Directive 1 - Please change "dot" to "marker" in the entries, covering the stretch from the line containing "locate the river in the photo above" through the end of the entries, and give those lines again with everything else unchanged.

-- Start of Passage provided --

MODULE 2: RECONNAISSANCE & NETWORK TRAFFIC ANALYSIS

Learning Objectives

By completing this module, you will:

  • Perform active reconnaissance using Nmap to identify open ports and services
  • Understand TCP/UDP scanning techniques and their network signatures
  • Capture and analyze network traffic using Wireshark and tcpdump
  • Enumerate service versions and detect operating systems
  • Recognize the difference between stealth and noisy scanning techniques
  • Document findings for exploitation planning

Key Concepts

Active Reconnaissance

Active Recon involves directly interacting with target systems to gather information. Unlike passive recon (Google searches, WHOIS lookups), active techniques send packets to the target and are detectable by IDS/IPS systems.

Network Traffic Analysis (NTA)

NTA is the process of capturing and dissecting raw network packets to:

  • Establish baseline "normal" traffic patterns
  • Detect anomalous scanning behavior
  • Investigate security incidents
  • Validate exploit success

The TCP Three-Way Handshake

Client                    Server
  |                         |
  |-------- SYN --------->  |  (Client initiates)
  |<----- SYN-ACK --------  |  (Server acknowledges)
  |-------- ACK --------->  |  (Client confirms - connection established)

Stealth Scanning (SYN Scan)

Client                    Server
  |                         |
  |-------- SYN --------->  |  (Probe port)
  |<----- SYN-ACK --------  |  (Port is OPEN)
  |-------- RST --------->  |  (Client aborts - never completes handshake)

Why stealth? Never fully establishes connection, harder to log, faster.

-- End of Passage provided --

Directive 2 -
Answer these questions from the reconnaissance module:
(a) Which tool is named for identifying open ports and services during active reconnaissance?
(b) In the SYN scan diagram, what packet does the client send after the server's SYN-ACK?
(c) What two examples of passive recon are given?

-- Start of Records for the task --

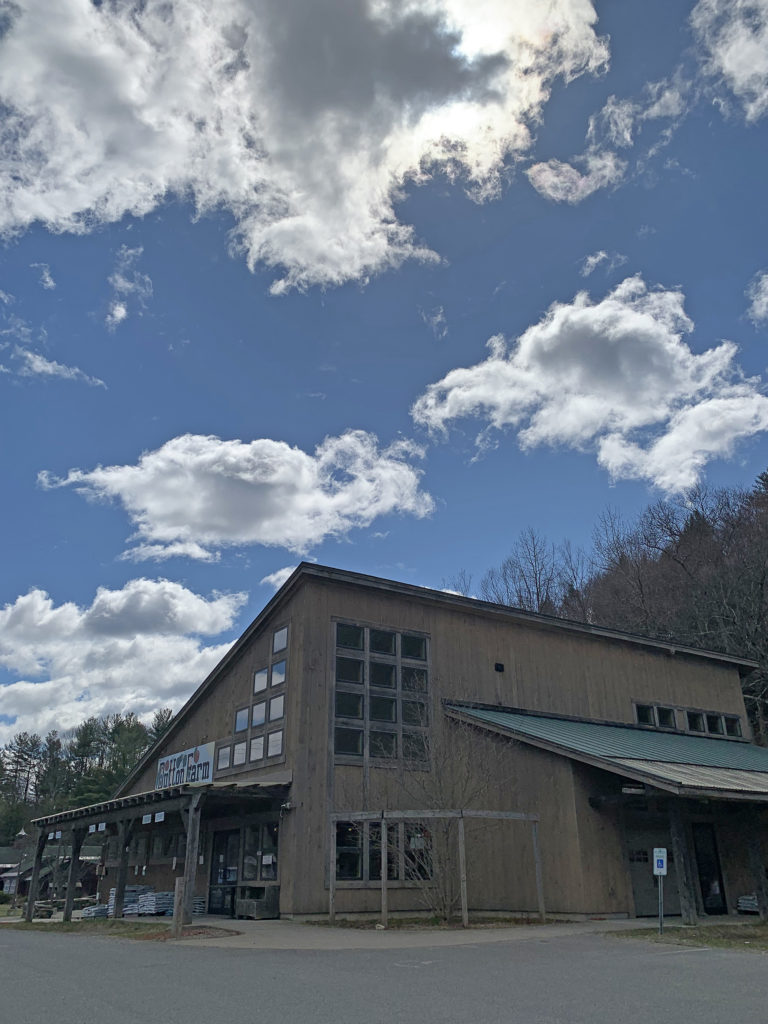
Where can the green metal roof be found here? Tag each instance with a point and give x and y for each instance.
(625, 741)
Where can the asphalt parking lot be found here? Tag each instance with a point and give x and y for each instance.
(547, 979)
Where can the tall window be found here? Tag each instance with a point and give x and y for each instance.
(381, 680)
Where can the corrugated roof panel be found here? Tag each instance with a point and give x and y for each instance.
(626, 741)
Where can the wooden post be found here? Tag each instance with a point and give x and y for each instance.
(178, 906)
(681, 851)
(193, 853)
(125, 832)
(463, 873)
(538, 869)
(42, 838)
(332, 876)
(384, 873)
(72, 876)
(757, 863)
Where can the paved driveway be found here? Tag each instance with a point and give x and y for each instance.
(549, 979)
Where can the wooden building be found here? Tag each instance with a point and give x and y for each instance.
(356, 713)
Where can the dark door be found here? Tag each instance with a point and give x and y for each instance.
(710, 876)
(224, 867)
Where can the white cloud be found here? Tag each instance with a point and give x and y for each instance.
(34, 365)
(198, 494)
(734, 36)
(615, 377)
(138, 648)
(757, 293)
(45, 275)
(127, 283)
(276, 579)
(304, 121)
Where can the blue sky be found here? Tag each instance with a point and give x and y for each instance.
(252, 259)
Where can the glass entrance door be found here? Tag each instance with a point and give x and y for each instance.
(224, 867)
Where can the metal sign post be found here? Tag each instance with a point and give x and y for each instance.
(659, 869)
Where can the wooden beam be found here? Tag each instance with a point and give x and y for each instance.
(42, 838)
(193, 853)
(72, 876)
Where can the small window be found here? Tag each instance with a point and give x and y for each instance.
(348, 670)
(274, 743)
(383, 709)
(412, 646)
(666, 717)
(732, 726)
(695, 721)
(348, 741)
(383, 675)
(275, 708)
(383, 744)
(644, 715)
(382, 642)
(348, 636)
(348, 705)
(414, 679)
(280, 640)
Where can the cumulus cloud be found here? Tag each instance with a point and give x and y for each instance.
(757, 293)
(733, 35)
(303, 121)
(615, 377)
(138, 648)
(196, 494)
(128, 284)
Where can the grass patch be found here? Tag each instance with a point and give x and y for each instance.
(117, 929)
(749, 937)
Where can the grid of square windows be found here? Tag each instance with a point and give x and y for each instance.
(381, 680)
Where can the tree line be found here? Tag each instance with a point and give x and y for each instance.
(43, 775)
(691, 569)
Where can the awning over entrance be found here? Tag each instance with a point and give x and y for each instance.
(685, 765)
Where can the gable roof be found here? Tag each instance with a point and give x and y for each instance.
(310, 570)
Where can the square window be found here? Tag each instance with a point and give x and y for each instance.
(666, 717)
(383, 709)
(348, 670)
(644, 715)
(732, 726)
(414, 679)
(274, 743)
(275, 708)
(280, 640)
(383, 744)
(414, 713)
(348, 636)
(348, 740)
(695, 721)
(382, 642)
(412, 646)
(383, 675)
(348, 705)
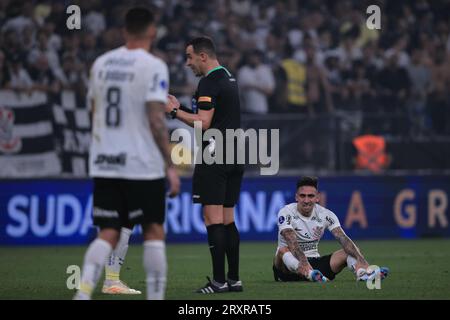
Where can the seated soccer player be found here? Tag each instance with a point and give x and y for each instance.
(301, 226)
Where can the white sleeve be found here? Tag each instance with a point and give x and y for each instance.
(284, 219)
(90, 93)
(158, 86)
(332, 220)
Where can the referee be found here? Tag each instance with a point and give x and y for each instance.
(216, 186)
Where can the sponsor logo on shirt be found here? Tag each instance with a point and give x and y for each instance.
(204, 99)
(110, 159)
(163, 84)
(330, 220)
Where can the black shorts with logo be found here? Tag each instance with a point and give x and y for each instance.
(217, 184)
(124, 203)
(322, 264)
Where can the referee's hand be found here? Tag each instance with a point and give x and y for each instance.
(172, 103)
(174, 182)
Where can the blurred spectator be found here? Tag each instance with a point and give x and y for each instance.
(18, 77)
(393, 85)
(291, 86)
(360, 88)
(42, 76)
(420, 76)
(438, 100)
(42, 48)
(256, 84)
(371, 153)
(4, 76)
(74, 76)
(317, 85)
(90, 49)
(22, 20)
(179, 74)
(94, 21)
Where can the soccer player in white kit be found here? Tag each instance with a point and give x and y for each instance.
(301, 226)
(130, 157)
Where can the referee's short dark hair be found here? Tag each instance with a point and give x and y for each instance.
(203, 44)
(137, 20)
(308, 181)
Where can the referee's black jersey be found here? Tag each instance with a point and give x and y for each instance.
(219, 90)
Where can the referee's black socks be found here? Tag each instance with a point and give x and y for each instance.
(217, 243)
(232, 250)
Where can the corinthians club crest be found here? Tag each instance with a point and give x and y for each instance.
(8, 143)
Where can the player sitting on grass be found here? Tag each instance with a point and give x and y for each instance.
(301, 226)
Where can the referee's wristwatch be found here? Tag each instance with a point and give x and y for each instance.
(173, 113)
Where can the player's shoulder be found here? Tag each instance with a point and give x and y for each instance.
(322, 210)
(289, 209)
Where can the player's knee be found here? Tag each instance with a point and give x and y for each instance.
(282, 251)
(110, 235)
(154, 231)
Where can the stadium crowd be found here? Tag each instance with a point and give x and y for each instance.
(310, 56)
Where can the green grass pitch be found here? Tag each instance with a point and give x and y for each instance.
(419, 270)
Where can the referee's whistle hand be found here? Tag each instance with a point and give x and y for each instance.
(172, 103)
(174, 182)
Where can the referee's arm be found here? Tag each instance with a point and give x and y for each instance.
(204, 116)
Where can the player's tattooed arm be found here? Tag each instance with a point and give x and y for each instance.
(291, 240)
(349, 246)
(156, 117)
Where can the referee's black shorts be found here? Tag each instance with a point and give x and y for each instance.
(217, 184)
(124, 203)
(321, 263)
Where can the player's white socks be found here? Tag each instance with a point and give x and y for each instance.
(351, 263)
(290, 262)
(94, 262)
(112, 268)
(155, 266)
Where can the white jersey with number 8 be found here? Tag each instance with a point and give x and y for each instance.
(121, 82)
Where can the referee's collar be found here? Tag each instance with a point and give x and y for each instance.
(218, 68)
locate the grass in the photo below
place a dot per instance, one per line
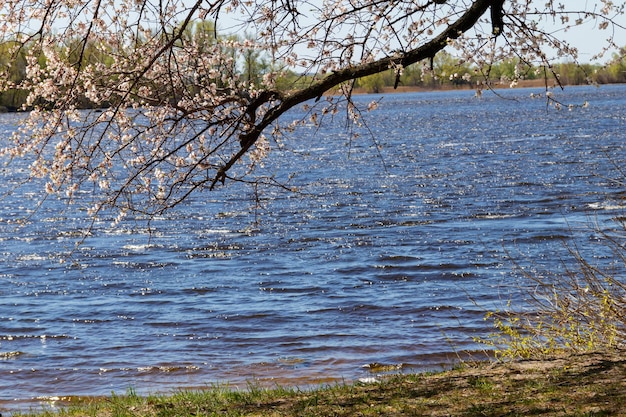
(589, 384)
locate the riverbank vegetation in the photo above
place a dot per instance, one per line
(590, 384)
(444, 71)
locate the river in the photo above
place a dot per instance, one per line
(391, 251)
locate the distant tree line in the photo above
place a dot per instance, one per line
(443, 71)
(249, 66)
(448, 71)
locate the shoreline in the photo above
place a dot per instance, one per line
(574, 384)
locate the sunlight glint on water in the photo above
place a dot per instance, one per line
(391, 260)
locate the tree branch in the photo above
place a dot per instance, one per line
(317, 89)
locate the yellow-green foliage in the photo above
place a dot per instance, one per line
(569, 318)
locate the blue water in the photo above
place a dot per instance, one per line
(391, 250)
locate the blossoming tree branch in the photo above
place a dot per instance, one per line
(144, 102)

-- End of Records for the task --

Expected output 1 -
locate the river in the photo above
place a marker per instance, one per line
(391, 251)
locate the distant tree line in the photo above
place a marker per instance, one per line
(443, 71)
(249, 66)
(448, 71)
locate the shoreline in the photo above
place a marker per instance, one per line
(574, 384)
locate the sunlight glint on water in the photo above
place a marker per instance, one per line
(391, 260)
locate the tree branch in the photo above
place a marker per instance, one per line
(317, 89)
locate the yellow-green foliage in the photo above
place a marker per instance, one per line
(569, 318)
locate the blue water in the photo above
place a marker per instance, one per line
(391, 250)
locate the blossoming tree branch in the photo above
place a marker per instance, one per line
(144, 102)

Expected output 2 -
(a) Nmap
(b) RST
(c) Google searches and WHOIS lookups